** Aufgabe A **
Schreib aus dem Text über Arbeitsmoral das Stück, das bei „Der Arbeitseifer habe“ anfängt und bei „heute generell fauler.“ aufhört, Wort für Wort ab.
** Aufgabe B **
Was haben junge Arbeitnehmer laut dem Text über Arbeitsmoral erkannt?

Der Arbeitseifer habe nachgelassen. Menschen hätten heute weniger Lust, ihr Geld mit harter Arbeit zu verdienen; Arbeitnehmer seien heute generell fauler.
Solche moralischen Entrüstungen sind allgegenwärtig und angesichts der wachsenden Personallücken verständlich. Und sicherlich gibt es in jeder Generation systematische Drückeberger. Kein Geheimnis. Aber „faul“ ist eine zu einfache, verallgemeinernde Beschreibung für Menschen, die sich weigern, sich mit einem Arbeitssystem zufriedenzugeben, das Beschäftigte psychisch an ihre Belastungsgrenzen bringt und sie manchmal sogar zerstört.
Erwerbstätige hatten früher nicht so viele Möglichkeiten und den technologischen Fortschritt, der sich sukzessiv aufbaute, um sich die Arbeit zu erleichtern. Das stimmt. Die Zeiten und Möglichkeiten haben sich geändert. Arbeitnehmer genießen mehr Freiheiten.
Die Forderungen und die Arbeitsmoral junger Menschen als faul abzutun, schreit jedoch auch nach einer traurigen Bemühung, das in Schutz zu nehmen, was von denen, die sich beklagen, selbst jahrelang hingenommen und akzeptiert wurde – oder vielleicht auch akzeptiert werden musste, um zu überleben: Arbeiten bis zum Umfallen. Schuften auf Kosten der Gesundheit und des eigenen Lebens. Weniger realistische Chancen, eine gesunde Work-Life-Balance zu haben. [...]
Was Arbeitnehmer der Zukunft brauchen, um zu arbeiten
Es wirkt provokant, was junge Arbeitnehmer einfordern – aber nur, weil sie erkannt haben, dass sie sich nicht opfern müssen, um zu leben. Sie haben eine andere Arbeitsmoral. Hinter der Pauschalisierung „faul“ verbirgt sich viel mehr; ein Arbeitssystem, welches einen Widerspruch zu dem darstellt, was der Mensch braucht. Etwas, was der Mensch in einer kapitalistischen Wirtschaft systematisch aufgebaut hat, in Diskrepanz zu der eigenen menschlichen Natur und ihren Grenzen.

** Beschreibungen von Bildbereichen in natürlicher Sprache **
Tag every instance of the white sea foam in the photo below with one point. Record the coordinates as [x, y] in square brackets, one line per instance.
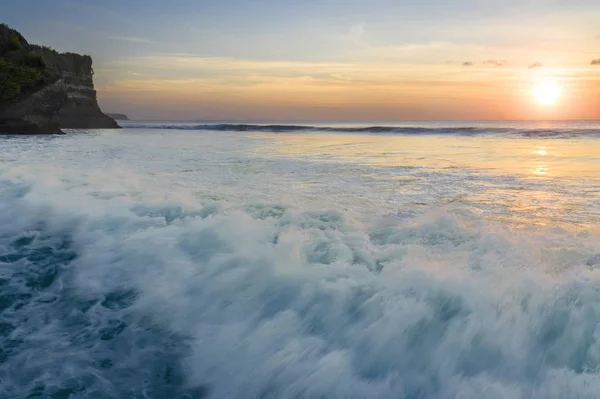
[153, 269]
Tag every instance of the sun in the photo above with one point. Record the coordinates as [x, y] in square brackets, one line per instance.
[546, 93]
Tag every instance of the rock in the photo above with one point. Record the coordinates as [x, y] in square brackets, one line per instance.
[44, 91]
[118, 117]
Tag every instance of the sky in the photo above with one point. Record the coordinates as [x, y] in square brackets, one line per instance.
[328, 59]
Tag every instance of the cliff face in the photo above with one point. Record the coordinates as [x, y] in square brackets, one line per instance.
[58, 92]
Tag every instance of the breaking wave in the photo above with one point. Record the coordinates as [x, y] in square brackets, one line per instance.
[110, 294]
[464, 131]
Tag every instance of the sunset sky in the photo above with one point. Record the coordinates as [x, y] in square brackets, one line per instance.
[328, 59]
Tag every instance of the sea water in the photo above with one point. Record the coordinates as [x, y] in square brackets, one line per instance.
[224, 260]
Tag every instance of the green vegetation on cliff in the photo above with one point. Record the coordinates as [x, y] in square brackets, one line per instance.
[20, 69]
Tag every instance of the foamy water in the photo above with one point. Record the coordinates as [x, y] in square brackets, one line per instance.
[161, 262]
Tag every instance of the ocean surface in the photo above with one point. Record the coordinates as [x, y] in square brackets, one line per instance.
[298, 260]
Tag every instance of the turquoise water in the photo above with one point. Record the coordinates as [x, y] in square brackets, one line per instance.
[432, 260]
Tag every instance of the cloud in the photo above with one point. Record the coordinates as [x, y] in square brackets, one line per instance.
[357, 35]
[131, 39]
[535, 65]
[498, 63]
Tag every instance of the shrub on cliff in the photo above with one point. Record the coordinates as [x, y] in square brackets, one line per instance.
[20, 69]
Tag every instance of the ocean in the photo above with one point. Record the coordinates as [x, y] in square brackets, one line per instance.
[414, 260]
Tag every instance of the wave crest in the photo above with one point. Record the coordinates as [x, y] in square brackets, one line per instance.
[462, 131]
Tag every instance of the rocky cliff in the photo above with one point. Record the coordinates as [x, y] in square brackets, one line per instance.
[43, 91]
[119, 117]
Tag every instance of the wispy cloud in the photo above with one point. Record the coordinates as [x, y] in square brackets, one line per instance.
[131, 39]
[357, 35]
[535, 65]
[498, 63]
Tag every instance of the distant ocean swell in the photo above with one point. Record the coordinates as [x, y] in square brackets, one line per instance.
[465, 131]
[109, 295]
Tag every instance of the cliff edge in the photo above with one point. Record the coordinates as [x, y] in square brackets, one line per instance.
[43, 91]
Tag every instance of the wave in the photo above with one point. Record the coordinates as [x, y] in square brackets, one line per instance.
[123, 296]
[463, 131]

...

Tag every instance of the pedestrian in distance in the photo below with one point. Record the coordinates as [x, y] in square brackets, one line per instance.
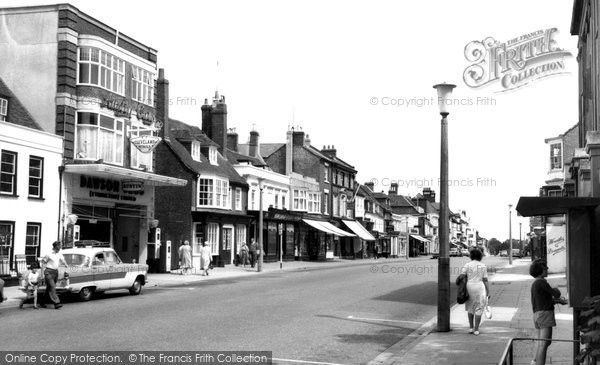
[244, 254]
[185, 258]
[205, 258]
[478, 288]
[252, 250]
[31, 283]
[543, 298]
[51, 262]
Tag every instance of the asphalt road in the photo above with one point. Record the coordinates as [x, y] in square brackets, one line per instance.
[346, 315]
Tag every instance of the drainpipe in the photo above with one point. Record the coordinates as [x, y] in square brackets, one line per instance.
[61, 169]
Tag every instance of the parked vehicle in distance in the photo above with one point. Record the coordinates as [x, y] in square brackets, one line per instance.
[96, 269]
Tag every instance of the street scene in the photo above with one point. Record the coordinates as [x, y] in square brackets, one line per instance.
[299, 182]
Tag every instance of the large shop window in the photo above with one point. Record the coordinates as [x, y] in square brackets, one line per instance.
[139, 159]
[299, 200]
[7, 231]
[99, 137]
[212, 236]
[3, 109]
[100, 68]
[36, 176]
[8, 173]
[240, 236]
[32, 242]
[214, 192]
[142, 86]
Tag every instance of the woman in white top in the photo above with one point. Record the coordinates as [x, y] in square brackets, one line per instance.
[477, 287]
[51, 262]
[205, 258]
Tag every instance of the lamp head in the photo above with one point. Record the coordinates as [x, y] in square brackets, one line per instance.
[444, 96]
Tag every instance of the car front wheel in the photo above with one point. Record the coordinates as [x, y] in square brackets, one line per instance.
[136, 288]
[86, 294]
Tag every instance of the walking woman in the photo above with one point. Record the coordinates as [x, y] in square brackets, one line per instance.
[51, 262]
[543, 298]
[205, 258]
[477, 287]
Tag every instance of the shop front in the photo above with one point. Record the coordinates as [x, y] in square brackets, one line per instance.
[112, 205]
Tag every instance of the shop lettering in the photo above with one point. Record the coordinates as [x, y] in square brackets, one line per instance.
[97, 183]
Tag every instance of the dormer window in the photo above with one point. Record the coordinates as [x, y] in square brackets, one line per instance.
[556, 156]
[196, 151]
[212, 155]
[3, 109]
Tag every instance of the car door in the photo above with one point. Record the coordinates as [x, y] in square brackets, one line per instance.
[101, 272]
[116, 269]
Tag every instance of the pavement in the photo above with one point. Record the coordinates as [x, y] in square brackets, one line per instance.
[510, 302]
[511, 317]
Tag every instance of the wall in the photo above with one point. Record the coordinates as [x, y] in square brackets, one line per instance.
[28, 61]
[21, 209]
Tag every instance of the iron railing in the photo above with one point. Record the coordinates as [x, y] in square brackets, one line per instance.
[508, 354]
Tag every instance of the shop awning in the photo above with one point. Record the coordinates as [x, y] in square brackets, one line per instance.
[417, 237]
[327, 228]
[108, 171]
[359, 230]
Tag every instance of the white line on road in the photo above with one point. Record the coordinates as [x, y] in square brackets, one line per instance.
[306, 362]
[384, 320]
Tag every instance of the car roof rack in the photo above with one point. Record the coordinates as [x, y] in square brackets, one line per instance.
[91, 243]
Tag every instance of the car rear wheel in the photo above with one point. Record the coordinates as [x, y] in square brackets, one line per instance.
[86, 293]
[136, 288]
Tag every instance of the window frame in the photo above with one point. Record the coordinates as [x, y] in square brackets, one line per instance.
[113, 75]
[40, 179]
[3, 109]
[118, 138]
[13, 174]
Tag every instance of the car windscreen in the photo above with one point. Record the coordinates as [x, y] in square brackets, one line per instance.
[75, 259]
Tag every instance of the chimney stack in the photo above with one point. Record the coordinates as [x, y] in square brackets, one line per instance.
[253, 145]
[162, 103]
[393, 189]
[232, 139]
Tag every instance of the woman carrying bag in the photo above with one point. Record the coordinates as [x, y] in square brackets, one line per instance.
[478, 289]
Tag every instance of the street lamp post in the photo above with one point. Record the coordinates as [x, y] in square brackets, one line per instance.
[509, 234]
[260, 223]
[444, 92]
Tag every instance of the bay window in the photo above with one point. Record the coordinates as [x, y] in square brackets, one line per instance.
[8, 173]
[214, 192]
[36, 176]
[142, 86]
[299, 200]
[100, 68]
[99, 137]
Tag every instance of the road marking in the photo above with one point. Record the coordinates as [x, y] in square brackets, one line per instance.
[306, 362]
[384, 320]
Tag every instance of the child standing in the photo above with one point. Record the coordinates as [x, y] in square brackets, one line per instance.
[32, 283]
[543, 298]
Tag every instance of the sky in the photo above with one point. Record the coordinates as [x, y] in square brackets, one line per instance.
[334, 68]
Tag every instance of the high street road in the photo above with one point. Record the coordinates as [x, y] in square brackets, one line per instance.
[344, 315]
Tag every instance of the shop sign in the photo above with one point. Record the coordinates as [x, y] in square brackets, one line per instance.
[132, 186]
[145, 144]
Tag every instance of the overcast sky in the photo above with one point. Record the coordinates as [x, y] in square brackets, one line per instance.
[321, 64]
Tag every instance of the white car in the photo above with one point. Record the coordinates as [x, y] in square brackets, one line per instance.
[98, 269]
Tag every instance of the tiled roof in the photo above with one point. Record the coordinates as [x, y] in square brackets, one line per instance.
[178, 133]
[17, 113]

** Deine Antwort A **
Der Arbeitseifer habe nachgelassen. Menschen hätten heute weniger Lust, ihr Geld mit harter Arbeit zu verdienen; Arbeitnehmer seien heute generell fauler.

** Deine Antwort B **
Dass sie sich nicht opfern müssen, um zu leben.